In business, perhaps the most widely used file format to store the data is the excel workbook. An excel workbook contains tables which can easily perform calculations. Just as CSV file can be imported using read.csv()
function, Excel file can be imported using read_excel()
function. In this article we will look at various options to import excel file into R. So let’s get started!
Load the Packages
Although no built in function is provided to work with the excel file, there are several R packages designed to work seamlessly with the Excel data. We will make use of read_excel()
function from readxl
package to import the excel file. Lets start with installing and loading readxl
package. We will also load tidyverse
package to use some of its functions.
install.packages("readxl",dependencies = TRUE)
library(readxl)
library(tidyverse)
Create the Excel file
Create the excel file with three worksheets as follows:
Save the excel file as employee_data.xlsx
Import the Excel file
We can import the excel file using read_excel()
function by supplying excel file name with the extension. We will store the data into object named emp_data
emp_data <- read_excel('employee_data.xlsx')
emp_data
Employee_ID Employee_Name
<dbl> <chr>
10 Rahul
20 Saket
30 Rohini
By default, the read_excel
function imports first excel worksheet.
If we want to import specific worksheet, we can use sheet
argument. If we want to import second worksheet, we will use sheet=2
in the read_excel function. We will import second workbook and store it in a object named emp_data1
emp_data1 <- read_excel('employee_data.xlsx',sheet=2)
emp_data1
Employee_ID Employee_qualification
<dbl> <chr>
10 Engineer
20 CA
30 MBA
As you can observe, we have imported second worksheet from the excel file.
Skip the number of rows
Before importing excel worksheet, we can also skip number of rows.
Let’s import the third worksheet and store it into object called emp_data2
emp_data2 <- read_excel('employee_data.xlsx',sheet=3)

────────────────

## Set of tasks
**A)** In the Excel import tutorial, which worksheet does read_excel() import by default?
**B)** Continue the R tutorial on importing Excel files, starting right after its last line of code.

────────────────

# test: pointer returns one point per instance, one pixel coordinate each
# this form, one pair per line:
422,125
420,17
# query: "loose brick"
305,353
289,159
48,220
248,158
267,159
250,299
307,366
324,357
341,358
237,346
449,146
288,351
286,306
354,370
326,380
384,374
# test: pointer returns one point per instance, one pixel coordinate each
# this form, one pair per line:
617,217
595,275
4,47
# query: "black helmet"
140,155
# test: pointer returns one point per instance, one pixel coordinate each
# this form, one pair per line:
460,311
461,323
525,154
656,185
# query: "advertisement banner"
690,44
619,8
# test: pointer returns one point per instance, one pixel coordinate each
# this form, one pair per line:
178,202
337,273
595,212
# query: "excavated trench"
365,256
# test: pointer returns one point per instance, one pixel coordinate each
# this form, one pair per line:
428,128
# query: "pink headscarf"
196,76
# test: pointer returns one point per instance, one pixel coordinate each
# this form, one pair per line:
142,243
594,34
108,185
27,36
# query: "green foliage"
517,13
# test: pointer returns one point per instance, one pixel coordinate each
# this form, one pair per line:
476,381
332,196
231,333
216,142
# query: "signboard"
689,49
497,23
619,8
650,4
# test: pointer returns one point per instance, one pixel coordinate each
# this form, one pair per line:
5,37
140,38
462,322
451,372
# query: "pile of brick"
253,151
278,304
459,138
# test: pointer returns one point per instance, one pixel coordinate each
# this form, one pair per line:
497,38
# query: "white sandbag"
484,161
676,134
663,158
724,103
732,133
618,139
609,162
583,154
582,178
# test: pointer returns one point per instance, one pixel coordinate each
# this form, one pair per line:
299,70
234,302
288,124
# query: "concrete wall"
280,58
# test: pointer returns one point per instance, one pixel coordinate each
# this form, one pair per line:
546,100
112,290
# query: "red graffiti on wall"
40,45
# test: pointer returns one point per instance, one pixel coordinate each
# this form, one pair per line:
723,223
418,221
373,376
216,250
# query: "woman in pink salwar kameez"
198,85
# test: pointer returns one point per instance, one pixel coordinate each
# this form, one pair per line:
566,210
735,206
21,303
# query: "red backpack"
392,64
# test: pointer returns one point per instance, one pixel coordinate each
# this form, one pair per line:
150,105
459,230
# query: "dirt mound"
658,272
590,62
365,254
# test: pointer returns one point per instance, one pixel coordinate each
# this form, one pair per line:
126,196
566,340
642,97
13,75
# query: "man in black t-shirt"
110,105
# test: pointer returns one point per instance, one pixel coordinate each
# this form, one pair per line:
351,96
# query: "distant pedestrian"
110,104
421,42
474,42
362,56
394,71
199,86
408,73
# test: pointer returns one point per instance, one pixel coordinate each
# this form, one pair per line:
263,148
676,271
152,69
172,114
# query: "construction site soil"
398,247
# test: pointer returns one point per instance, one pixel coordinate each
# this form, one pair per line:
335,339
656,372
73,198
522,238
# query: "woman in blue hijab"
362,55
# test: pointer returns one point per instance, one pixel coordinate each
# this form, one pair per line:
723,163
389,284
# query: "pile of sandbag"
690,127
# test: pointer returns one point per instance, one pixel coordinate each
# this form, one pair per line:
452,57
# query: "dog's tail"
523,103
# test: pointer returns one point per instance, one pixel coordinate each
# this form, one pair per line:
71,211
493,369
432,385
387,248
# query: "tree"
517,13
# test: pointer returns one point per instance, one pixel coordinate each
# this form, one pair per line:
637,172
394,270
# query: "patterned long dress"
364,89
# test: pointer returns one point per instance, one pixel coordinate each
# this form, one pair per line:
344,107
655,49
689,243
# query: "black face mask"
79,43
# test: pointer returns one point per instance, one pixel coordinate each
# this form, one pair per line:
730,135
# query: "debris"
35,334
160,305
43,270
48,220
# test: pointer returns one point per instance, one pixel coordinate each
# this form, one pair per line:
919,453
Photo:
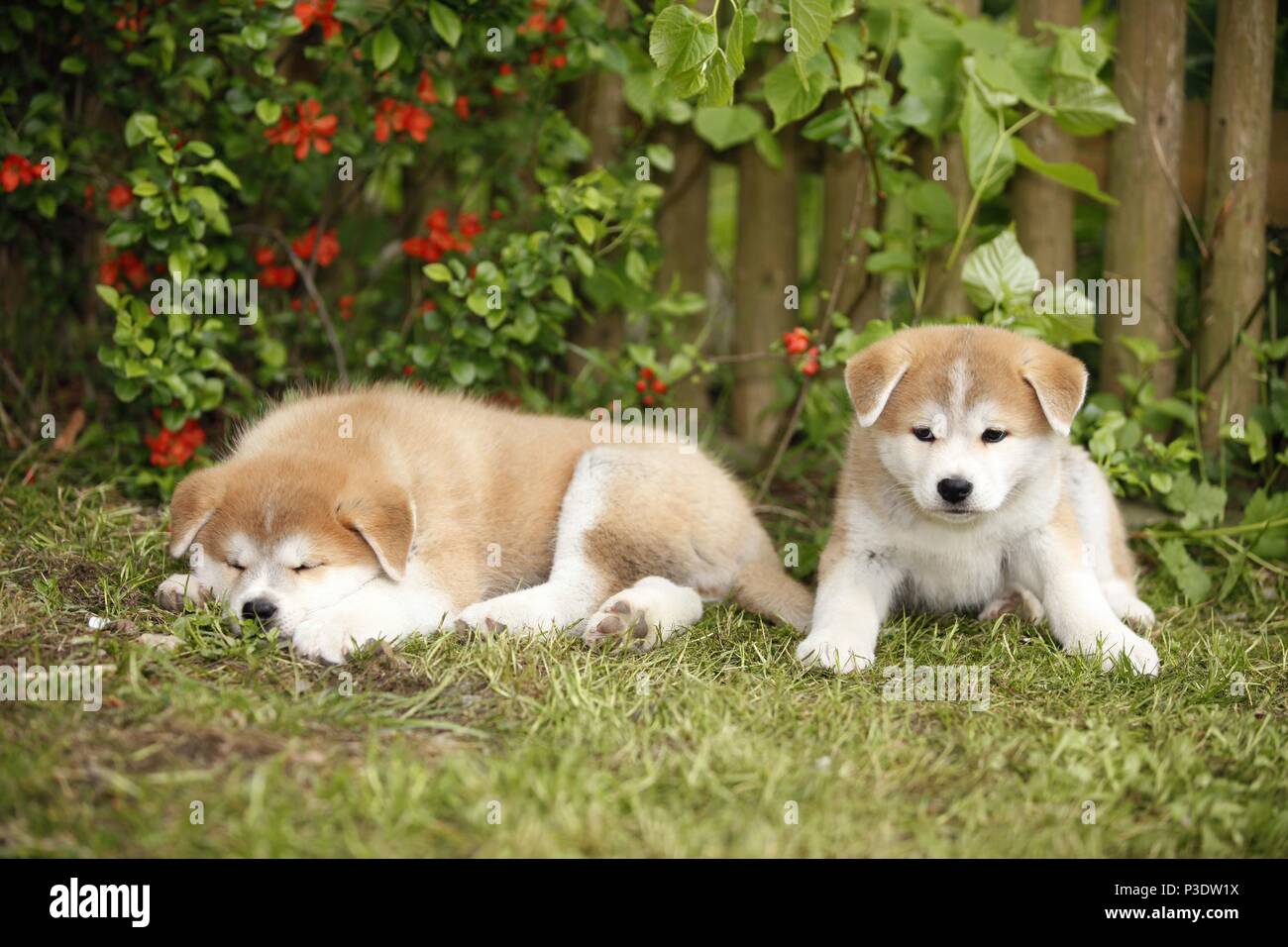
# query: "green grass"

────────────────

## Answers for the exercise
**A)** The first worksheet in the file.

**B)**
emp_data2
this is employee data ...2
<chr> <chr>
this is employee data NA
this is employee data NA
Employee_ID Employee_Designation
10 Manager
20 VP
30 Trainee
The initial few rows is a text data which we want to skip. This text data is not useful for our analysis, so we won’t import it. You may also notice that the first row is converted into column names. This also needs to be corrected.
We will use skip
argument to skip the initial rows from worksheet. Since we want to skip 3 rows, we will pass skip=3
argument to read_excel()
function. We will store the data in object called emp_data3
emp_data3 <- read_excel('employee_data.xlsx',sheet=3,skip=3)
emp_data3
Employee_ID Employee_Designation
<chr> <dbl>
10 Manager
20 VP
30 Trainee
Import multiple excel sheets
Imagine you have 100s of excel worksheets in your excel file. Calling separate read_excel()
function for all these worksheets shall be repetitive and cumbersome task. (you will have to write the same line of code 100 times) Can we automate this boring stuff?
The apply
function comes to our rescue. We can create a character vector of all excel worksheets and pass it on to the read_excel()
function. Using lapply
function, we can loop over the read_excel()
function on all the worksheets and import them one by one in a list.
This is how it works
work_sheet <- excel_sheets('employee_data.xlsx')
work_sheet
[1] "Sheet1" "Sheet2" "Sheet3"
The character vector work_sheet
contains the name of worksheets in the excel file. We can use lapply
function on this character vector to import all the worksheets in excel file.
emp_data_all <- lapply(work_sheet, function(X) readxl::read_excel('employee_data.xlsx', sheet = X))
emp_data_all
emp_data_all
consists list with three elements. Each list element is a data from a worksheet. Let’s check the data from worksheet 1
You can further append all the data into one spread sheet table using reduce
function from purrr
package. Using merge
function and by supplying common column name we can merge all the separate excel worksheets together and produce one single consolidated excel spreadsheet.
Since we had to remove the initial rows from data, We will drop the third worksheet to maintain the consistency in column names.
lapply(work_sheet[-3], function(X) readxl::read_excel('employee_data.xlsx', sheet = X))%>%
purrr::reduce(merge,by="Employee_ID")
Summary
In this article we used read_excel
function from readxl
package to import the excel file. We also explored various options from read_excel
function used while importing the data.
Finally we used lapply
function along with read_excel
to import multiple excel worksheet at once. We combined these worksheets into one excel spreadsheet using reduce
function from purr
package.